■ **BRIEF**
Your task is to copy every line of this material exactly.

(Stored records)

· · · · ·

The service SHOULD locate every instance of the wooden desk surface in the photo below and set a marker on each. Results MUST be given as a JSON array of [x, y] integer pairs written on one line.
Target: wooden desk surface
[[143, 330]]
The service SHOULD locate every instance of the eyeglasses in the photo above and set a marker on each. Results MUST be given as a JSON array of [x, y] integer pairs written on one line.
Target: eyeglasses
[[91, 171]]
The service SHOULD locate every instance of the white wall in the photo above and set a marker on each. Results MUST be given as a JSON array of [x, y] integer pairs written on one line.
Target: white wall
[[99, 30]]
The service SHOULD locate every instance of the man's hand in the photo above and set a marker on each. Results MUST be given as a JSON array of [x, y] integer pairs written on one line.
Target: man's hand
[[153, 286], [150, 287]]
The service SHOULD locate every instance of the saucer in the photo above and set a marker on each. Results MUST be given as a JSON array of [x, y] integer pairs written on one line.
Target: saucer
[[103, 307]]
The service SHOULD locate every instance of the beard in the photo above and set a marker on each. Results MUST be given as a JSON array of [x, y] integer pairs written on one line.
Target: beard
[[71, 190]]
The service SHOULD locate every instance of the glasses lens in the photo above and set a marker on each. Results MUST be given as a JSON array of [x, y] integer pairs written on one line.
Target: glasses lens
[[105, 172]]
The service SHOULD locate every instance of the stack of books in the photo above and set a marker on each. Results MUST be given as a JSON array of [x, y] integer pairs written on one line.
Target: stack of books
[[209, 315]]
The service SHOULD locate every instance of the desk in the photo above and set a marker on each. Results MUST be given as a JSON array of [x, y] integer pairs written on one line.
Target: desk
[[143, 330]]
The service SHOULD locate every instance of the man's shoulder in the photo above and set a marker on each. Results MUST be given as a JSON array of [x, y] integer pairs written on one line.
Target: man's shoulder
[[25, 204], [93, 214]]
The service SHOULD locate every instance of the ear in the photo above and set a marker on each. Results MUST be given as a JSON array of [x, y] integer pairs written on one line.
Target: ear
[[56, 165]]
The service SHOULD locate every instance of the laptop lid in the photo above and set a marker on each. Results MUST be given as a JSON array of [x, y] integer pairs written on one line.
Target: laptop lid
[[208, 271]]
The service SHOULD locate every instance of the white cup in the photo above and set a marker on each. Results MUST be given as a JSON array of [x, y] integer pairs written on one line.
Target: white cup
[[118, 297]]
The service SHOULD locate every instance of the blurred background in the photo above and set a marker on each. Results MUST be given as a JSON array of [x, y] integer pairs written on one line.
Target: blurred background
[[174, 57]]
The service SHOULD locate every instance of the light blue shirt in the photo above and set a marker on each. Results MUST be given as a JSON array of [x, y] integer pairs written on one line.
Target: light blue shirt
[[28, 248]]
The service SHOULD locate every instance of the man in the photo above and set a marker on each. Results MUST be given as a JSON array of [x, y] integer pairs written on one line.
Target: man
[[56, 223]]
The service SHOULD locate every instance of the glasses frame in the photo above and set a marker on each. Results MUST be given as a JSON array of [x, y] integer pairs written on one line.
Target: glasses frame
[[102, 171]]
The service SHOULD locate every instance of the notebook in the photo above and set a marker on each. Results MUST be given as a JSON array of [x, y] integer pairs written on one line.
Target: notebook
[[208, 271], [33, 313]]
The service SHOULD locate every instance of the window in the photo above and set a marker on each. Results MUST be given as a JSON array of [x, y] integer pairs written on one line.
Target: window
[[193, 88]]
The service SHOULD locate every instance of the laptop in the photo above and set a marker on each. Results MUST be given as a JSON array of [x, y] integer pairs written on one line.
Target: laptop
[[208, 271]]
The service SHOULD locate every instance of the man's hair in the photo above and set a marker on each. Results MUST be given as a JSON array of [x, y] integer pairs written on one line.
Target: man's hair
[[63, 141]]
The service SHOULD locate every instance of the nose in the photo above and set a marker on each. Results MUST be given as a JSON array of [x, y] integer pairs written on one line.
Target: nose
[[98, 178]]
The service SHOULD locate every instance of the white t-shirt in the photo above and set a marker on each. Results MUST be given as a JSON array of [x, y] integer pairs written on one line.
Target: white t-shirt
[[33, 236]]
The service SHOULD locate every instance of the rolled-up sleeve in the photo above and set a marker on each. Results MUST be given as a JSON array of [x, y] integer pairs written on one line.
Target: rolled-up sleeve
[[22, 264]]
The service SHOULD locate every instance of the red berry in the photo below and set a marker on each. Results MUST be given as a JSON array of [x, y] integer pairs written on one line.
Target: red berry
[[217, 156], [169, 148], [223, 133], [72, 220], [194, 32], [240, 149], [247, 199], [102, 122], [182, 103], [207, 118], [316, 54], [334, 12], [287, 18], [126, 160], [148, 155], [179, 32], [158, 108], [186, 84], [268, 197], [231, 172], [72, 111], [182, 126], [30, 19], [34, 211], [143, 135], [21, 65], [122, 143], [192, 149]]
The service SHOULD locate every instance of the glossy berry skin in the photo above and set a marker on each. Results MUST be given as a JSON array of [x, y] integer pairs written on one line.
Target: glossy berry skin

· · · · ·

■ **FULL ANSWER**
The service SHOULD locate every instance of the wooden desk surface in the photo below and set a marker on each. Results MUST be given as a JSON array of [x, y] integer pairs written on one line.
Target: wooden desk surface
[[143, 330]]
The service SHOULD locate every instance of the eyeglasses in the photo above and set a marker on each. Results MUST be given as a JSON array of [x, y] integer pairs written on one line.
Target: eyeglasses
[[91, 171]]
The service SHOULD locate every instance of the white wall in the photo above and set a marker on each. Results MUST be given as a JSON array of [x, y] integer pairs written on one line.
Target: white wall
[[99, 30]]
The service SHOULD locate every instance of the man's hand in the photo above and set a marker on each. Results MUST be given as a JSON array of [x, y] integer pairs written on one line.
Target: man's hand
[[153, 286], [150, 287]]
The service SHOULD locate every instance of the saucer in the photo above and set a marker on each. Results MUST be given as a JSON array of [x, y] integer pairs written on one line.
Target: saucer
[[103, 307]]
The service SHOULD locate every instance of the beard in the photo above and set a marker on each. Results MUST be given as a JSON array of [x, y] integer pairs written on one line.
Target: beard
[[71, 190]]
The service SHOULD locate every instance of the glasses lens in the photo above and set a marker on each. Results MUST be given as a JSON array of [x, y] integer pairs written on one line.
Target: glasses lens
[[105, 172]]
The service SHOULD locate every instance of the stack of books in the photo above and set a marker on each. Results MUST be given as a JSON array of [x, y] integer pairs written on one line.
Target: stack of books
[[209, 315]]
The service SHOULD locate every instance of the desk in the photo above and set a marker on each. Results MUST be given as a JSON array of [x, y] integer pairs written on one line.
Target: desk
[[143, 330]]
The service SHOULD locate every instance of the man's shoulder in the photo above and set a marker on each. Results MUST be given as a JSON array of [x, y] integer pairs written on one line.
Target: man's shoulder
[[25, 204], [93, 214]]
The service SHOULD locate every instance of the ear in the photo above and set a marker on each. Results MUST be given as a JSON array of [x, y] integer pairs written on one line.
Target: ear
[[56, 165]]
The service SHOULD locate every instance of the laptop lid in the photo above and set a marker on each. Results MUST be given as a JSON array of [x, y] integer pairs written on one line.
Target: laptop lid
[[208, 271]]
The service SHOULD locate every instance of the white cup in the photo above and set a marker on each. Results MUST be given as a JSON array of [x, y] integer pairs written on one line.
Target: white cup
[[118, 297]]
The service SHOULD locate every instance of the blurred background in the photo above and set a marker on each. Results MUST be given as a JSON array of [x, y] integer pairs written on one line.
Target: blurred background
[[174, 57]]
The service SHOULD locate every instance of the light blue shirt in the photo above and set a marker on each. Results MUST be given as a JSON array of [x, y] integer pairs written on one line.
Target: light blue shirt
[[28, 248]]
The service SHOULD locate every instance of the man in the photo above and set a marker on each. Results MUST be given as a JSON array of [x, y] integer pairs written on one line.
Target: man
[[56, 223]]
The service SHOULD locate every instance of the glasses frame in the photo above and set a marker on each. Results MUST be given as a JSON array of [x, y] integer pairs written on one line.
Target: glasses frame
[[102, 171]]
The service SHOULD locate every instance of the notebook in the photo above and set a marker on each. Results MUST be given as a JSON array of [x, y] integer pairs written on one line.
Target: notebook
[[208, 271], [33, 313]]
The service SHOULD locate every instance of the window in the photo above and set a marker on each. Results MUST be given as a JSON array of [x, y] integer pairs written on one line.
Target: window
[[193, 88]]
The service SHOULD locate every instance of the laptop in the photo above and set a marker on each. Results MUST be given as a JSON array of [x, y] integer pairs written on one line.
Target: laptop
[[208, 271]]
The service SHOULD locate every instance of the man's hair in the photo above and set a marker on each. Results MUST be given as a JSON array of [x, y] integer pairs written on one line.
Target: man's hair
[[63, 141]]
The service SHOULD locate every instance of the nose in the photo above and set a marker on each. Results MUST be given as a JSON array of [x, y] integer pairs written on one line.
Target: nose
[[98, 178]]
The service SHOULD locate every instance of the white t-shirt in the photo above and set a marker on each. Results MUST be given as a JSON array of [x, y] integer pairs written on one line.
Target: white t-shirt
[[33, 236]]
The service SHOULD locate every instance of the rolled-up sleeve in the photo above and set a marker on each. Results MUST be given as a JSON array of [x, y] integer pairs written on one line.
Target: rolled-up sleeve
[[22, 264]]
The service SHOULD locate every instance of the red berry in the photo below and set a marker on each. Results MUST be given as a JSON array of [x, y] integer pairs written on one line.
Target: red berry
[[217, 156], [169, 148], [223, 133], [72, 220], [194, 32], [240, 149], [247, 199], [102, 122], [182, 103], [207, 118], [316, 54], [334, 12], [287, 18], [126, 160], [148, 155], [179, 32], [158, 108], [186, 84], [268, 197], [231, 172], [72, 111], [182, 126], [30, 19], [34, 211], [143, 135], [21, 65], [122, 143], [192, 149]]
The service SHOULD locate every instance of the glossy berry skin in the photo above and set a marker on each. Results MUST be given as a JSON array of [x, y] integer pairs written on one line.
Target: glossy berry skin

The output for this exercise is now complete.